**Consegna A**
Puoi riportare in una tabella Markdown le righe che seguono il testo, dalla prima fino a quella che contiene "[665,541,1170,877]", estremi inclusi? Tralascia le righe vuote e usa le colonne «Numero» e «Riga».

Informatica, cioè dematerializzazione, ovvero digitalizzazione. Quel passaggio epocale che ha portato le aziende dall’automazione all’ICT non è stato né facile né scontato: ieri, così come oggi. Eppure i computer (e la loro evoluzione portatile, sempre più smart) sono diventati un asset fondamentale per ogni tipo di organizzazione.
Oggi si parla moltissimo di digital transformation, trasformazione digitale e innovazione ma, al di là della creatività e delle vision necessarie a finalizzare i percorsi dell’evoluzione aziendale, il tema rimane sempre e comunque la capacità di bilanciare gli investimenti tecnologici per finanziare una migliore efficienza del business.
Chi lo ha capito sa che l’It non è un costo quando serve a far crescere gli utili (lo sanno bene il finance ma anche la logistica, tra i settori più all’avanguardia rispetto all’innovazione digitale). L’unica precondizione è sapere che il Roi la maggior parte delle volte va calcolato nel medio e nel lungo termine.
Detto questo, quali sono le strategie digitali più innovative con cui in vario modo imprese e organizzazioni si stanno confrontando o presto dovranno confrontarsi? Al di là delle mode tecnologiche, quali sono le soluzioni e gli approcci che possono fare la differenza e quali i limiti? Ecco in una sintesi la top list della trasformazione digitale: IT as a Service, Iperconvergenza, CRM 3.0, BI e Big Data Management, IoT.
Indice degli argomenti
1) IT as a Service
Dal Software as a Service, dall’Infrastructure as a Service, dalla Platform as a Service all’IT as a Service, l’evoluzione di una fruizione dei servizi ICT in modalità on demand e pay per use è la nuova strada del management più illuminato.
Oggi la gestione logica delle soluzioni ICT è arrivata addirittura al Software Defined Data Center. Questa architettura estende gli ormai consolidati concetti della virtualizzazione (come l’astrazione, il raggruppamento in pool e l’automazione) a tutti i servizi e le risorse del data center.
La sfida per i responsabili dei sistemi informativi è mantenere la governance. Il motivo? Che spesso, le linee di business scavalcano il reparto IT per approvvigionarsi direttamente da provider esterni di servizi cloud.

**Consegna B**
Come si può riassumere più brevemente il paragrafo che inizia con «Oggi la gestione logica delle soluzioni ICT» nel testo sulla trasformazione digitale, senza perderne i fatti principali?

**Estratti del dataset**
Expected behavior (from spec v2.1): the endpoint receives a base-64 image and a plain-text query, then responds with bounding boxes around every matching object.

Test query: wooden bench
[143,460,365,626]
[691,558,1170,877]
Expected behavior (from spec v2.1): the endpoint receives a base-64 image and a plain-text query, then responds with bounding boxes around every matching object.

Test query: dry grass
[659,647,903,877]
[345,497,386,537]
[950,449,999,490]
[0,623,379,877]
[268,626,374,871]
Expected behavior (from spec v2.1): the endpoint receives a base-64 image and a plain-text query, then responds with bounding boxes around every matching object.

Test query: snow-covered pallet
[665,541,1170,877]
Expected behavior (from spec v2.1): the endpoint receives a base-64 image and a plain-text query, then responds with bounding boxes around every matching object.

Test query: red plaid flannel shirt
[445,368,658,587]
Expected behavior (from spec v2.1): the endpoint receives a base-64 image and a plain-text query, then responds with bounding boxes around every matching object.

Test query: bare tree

**Risposta A**
| Numero | Riga |
|---|---|
| 1 | Expected behavior (from spec v2.1): the endpoint receives a base-64 image and a plain-text query, then responds with bounding boxes around every matching object. |
| 2 | Test query: wooden bench |
| 3 | [143,460,365,626] |
| 4 | [691,558,1170,877] |
| 5 | Expected behavior (from spec v2.1): the endpoint receives a base-64 image and a plain-text query, then responds with bounding boxes around every matching object. |
| 6 | Test query: dry grass |
| 7 | [659,647,903,877] |
| 8 | [345,497,386,537] |
| 9 | [950,449,999,490] |
| 10 | [0,623,379,877] |
| 11 | [268,626,374,871] |
| 12 | Expected behavior (from spec v2.1): the endpoint receives a base-64 image and a plain-text query, then responds with bounding boxes around every matching object. |
| 13 | Test query: snow-covered pallet |
| 14 | [665,541,1170,877] |

**Risposta B**
La gestione logica delle soluzioni ICT è arrivata al Software Defined Data Center. Questa architettura applica a tutti i servizi e le risorse del data center i concetti consolidati della virtualizzazione: astrazione, raggruppamento in pool e automazione.